» **Complete the following**:
1) From the forum thread on sorting one array by the order of another, reproduce the passage starting at "The answer which" and ending at "go towards end.".
2) Answer these questions about the forum thread on sorting one array by the order of another:
(a) Which kind of map does the first reply say is better to use for storing array1?
(b) What does the poster of the C# code say should have been used instead of Array.IndexOf?
(c) How many pointers does the final reply say the colored-problem approach uses to sort?

CareerCup

Algorithm:
1. store array1 in HashMap better to use LinkedHashMap and insert elements as in array1 example B, A, C
2. scan through array2 and increment the count for each B, A , C
3. and read HashMap/LinkedHashMap using array1 keys and print

it looks like we could use the count sort, the complexity should be linear

Instead of Array.IndexOf I should have used Hashtable to make the complexity O(n).
Otherwise this is sorting based on the first array and adding extra elements(whose order is unknown) to the end.
Any improvements?

using System;
using System.Collections.Generic;
using System.Linq;
using System.Text;
using System.Collections;
namespace SortArrayUsingDiffRule
{
    class Program
    {
        static char[] arr = new char[] {'B','A','C'};
        static char[] Sort = new char[] {'D', 'A', 'B', 'A', 'C', 'A', 'B', 'B', 'C', 'A' };        
        static int[] Count = new int[arr.Length];
        static List<char> Extras = new List<char>();
        static void Main(string[] args)
        {
            for (int i = 0; i < Sort.Length; i++)
            {
                int index = Array.IndexOf(arr, Sort[i]);
                if (index != -1)
                {
                    Count[index]++;
                }
                else
                {
                    Extras.Add(Sort[i]);
                }
            }

            int j = 0;
            int k = 0;
            while(j<Count.Length)
            {
                while (Count[j] > 0)
                {
                    Sort[k]=arr[j];
                    Count[j]-- ;
                    k++;
                }
                j++;
            }
            for (int i = 0; i < Extras.Count; i++)
            {
                Sort[k++] = Extras[i];
            }
        }
    }
}

Pseudocode

orderArray = {"C","A","B"}
inputArray={"A", "C", "B", "B", C, A, B, C, C, A, A, B, A B, C B B}

create a counterarray of size orderArray

for each element in inputArray
     counterarray[index of element in orderarray] ++ ; // assume no other inputs
end for

print orderArray[i] element countarray[i] times

Should be O(n) (unless the remainder array needs to be resorted (you can shift those to end and run quicksort)

The answer which interviewer will be looking for will be of O(size of a1)(sizeofa2)

If the sorting needs to be done based on only 3 character in a1, ideal solution is to go with 3 colored problem, wherein we sort the number based on 4 pointer. The algorithm says that any char that belongs to type 1 should go to initial part of array and type 3 should go towards end.

» **Record set**:
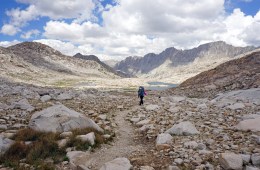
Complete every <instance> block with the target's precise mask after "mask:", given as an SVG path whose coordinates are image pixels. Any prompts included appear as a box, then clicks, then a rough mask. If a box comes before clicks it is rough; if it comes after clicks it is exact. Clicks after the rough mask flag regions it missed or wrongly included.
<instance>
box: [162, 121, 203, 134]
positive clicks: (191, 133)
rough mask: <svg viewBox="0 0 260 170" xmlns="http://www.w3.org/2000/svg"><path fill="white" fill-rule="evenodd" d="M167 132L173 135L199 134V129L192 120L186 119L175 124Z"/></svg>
mask: <svg viewBox="0 0 260 170" xmlns="http://www.w3.org/2000/svg"><path fill="white" fill-rule="evenodd" d="M165 133H169V134H171V135H195V134H199V131H198V130H197V129H196V127H195V126H194V125H193V124H192V123H191V122H189V121H185V122H181V123H179V124H175V125H173V126H172V127H171V128H170V129H168V130H167V131H166V132H165Z"/></svg>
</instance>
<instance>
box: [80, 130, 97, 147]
mask: <svg viewBox="0 0 260 170" xmlns="http://www.w3.org/2000/svg"><path fill="white" fill-rule="evenodd" d="M76 138H77V139H80V140H81V141H83V142H89V143H90V144H91V145H94V144H95V139H96V137H95V133H94V132H90V133H88V134H86V135H78V136H77V137H76Z"/></svg>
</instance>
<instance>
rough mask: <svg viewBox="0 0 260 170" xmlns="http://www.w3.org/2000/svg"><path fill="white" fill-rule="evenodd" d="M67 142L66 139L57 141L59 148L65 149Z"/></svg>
mask: <svg viewBox="0 0 260 170" xmlns="http://www.w3.org/2000/svg"><path fill="white" fill-rule="evenodd" d="M68 141H69V139H68V138H66V139H61V140H59V141H57V143H58V146H59V148H63V147H65V146H66V144H67V143H68Z"/></svg>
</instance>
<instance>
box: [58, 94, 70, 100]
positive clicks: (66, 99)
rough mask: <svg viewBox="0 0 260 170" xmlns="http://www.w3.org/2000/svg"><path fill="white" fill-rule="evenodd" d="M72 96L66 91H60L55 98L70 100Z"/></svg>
mask: <svg viewBox="0 0 260 170" xmlns="http://www.w3.org/2000/svg"><path fill="white" fill-rule="evenodd" d="M72 98H73V96H71V95H70V94H68V93H62V94H60V95H58V96H57V98H56V99H57V100H71V99H72Z"/></svg>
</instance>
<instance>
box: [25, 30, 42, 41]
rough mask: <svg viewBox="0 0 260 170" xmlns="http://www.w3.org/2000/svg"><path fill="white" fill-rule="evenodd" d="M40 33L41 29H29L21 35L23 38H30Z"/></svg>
mask: <svg viewBox="0 0 260 170" xmlns="http://www.w3.org/2000/svg"><path fill="white" fill-rule="evenodd" d="M39 34H40V31H39V30H36V29H34V30H30V31H28V32H26V33H23V34H22V35H21V38H23V39H30V38H31V37H33V36H35V37H36V36H37V35H39Z"/></svg>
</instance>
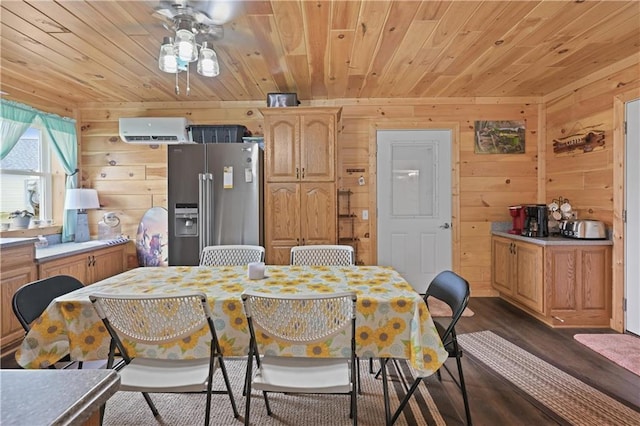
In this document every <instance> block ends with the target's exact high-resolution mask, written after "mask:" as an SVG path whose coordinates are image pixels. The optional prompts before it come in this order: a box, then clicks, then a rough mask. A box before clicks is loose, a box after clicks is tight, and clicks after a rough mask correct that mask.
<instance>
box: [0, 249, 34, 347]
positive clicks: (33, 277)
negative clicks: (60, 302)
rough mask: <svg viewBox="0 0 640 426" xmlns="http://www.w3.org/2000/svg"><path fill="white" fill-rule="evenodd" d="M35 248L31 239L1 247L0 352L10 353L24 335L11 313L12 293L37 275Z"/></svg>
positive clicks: (26, 283) (0, 257) (16, 318)
mask: <svg viewBox="0 0 640 426" xmlns="http://www.w3.org/2000/svg"><path fill="white" fill-rule="evenodd" d="M34 256H35V248H34V245H33V241H29V242H27V243H25V244H21V245H15V246H9V247H6V248H2V253H1V256H0V265H1V266H2V274H1V275H0V309H2V311H1V312H0V315H1V318H2V323H1V325H0V352H1V353H2V355H4V354H5V352H7V353H10V352H11V350H13V348H15V345H13V343H15V342H18V341H19V340H21V339H22V337H23V336H24V329H23V328H22V326H21V325H20V322H18V319H17V318H16V316H15V315H14V314H13V308H12V307H11V305H12V300H13V294H14V293H15V292H16V290H18V289H19V288H20V287H22V286H23V285H25V284H27V283H29V282H31V281H35V280H36V279H37V278H38V277H37V269H36V265H35V263H34V262H33V258H34Z"/></svg>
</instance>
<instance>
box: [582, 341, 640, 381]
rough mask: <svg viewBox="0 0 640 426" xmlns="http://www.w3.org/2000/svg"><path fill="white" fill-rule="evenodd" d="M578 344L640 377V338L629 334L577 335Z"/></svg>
mask: <svg viewBox="0 0 640 426" xmlns="http://www.w3.org/2000/svg"><path fill="white" fill-rule="evenodd" d="M573 338H574V339H576V340H577V341H578V342H580V343H582V344H583V345H585V346H586V347H588V348H589V349H591V350H593V351H595V352H598V353H599V354H600V355H602V356H604V357H605V358H608V359H610V360H611V361H613V362H615V363H616V364H618V365H619V366H621V367H624V368H626V369H627V370H629V371H631V372H633V373H635V374H637V375H638V376H640V337H635V336H631V335H629V334H609V333H604V334H576V335H574V336H573Z"/></svg>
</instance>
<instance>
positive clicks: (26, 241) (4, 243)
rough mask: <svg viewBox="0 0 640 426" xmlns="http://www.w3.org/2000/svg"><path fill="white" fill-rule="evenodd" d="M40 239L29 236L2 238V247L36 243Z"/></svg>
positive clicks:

» **Exercise solutions**:
1)
The answer which interviewer will be looking for will be of O(size of a1)(sizeofa2)

If the sorting needs to be done based on only 3 character in a1, ideal solution is to go with 3 colored problem, wherein we sort the number based on 4 pointer. The algorithm says that any char that belongs to type 1 should go to initial part of array and type 3 should go towards end.

2)
(a) LinkedHashMap
(b) Hashtable
(c) 4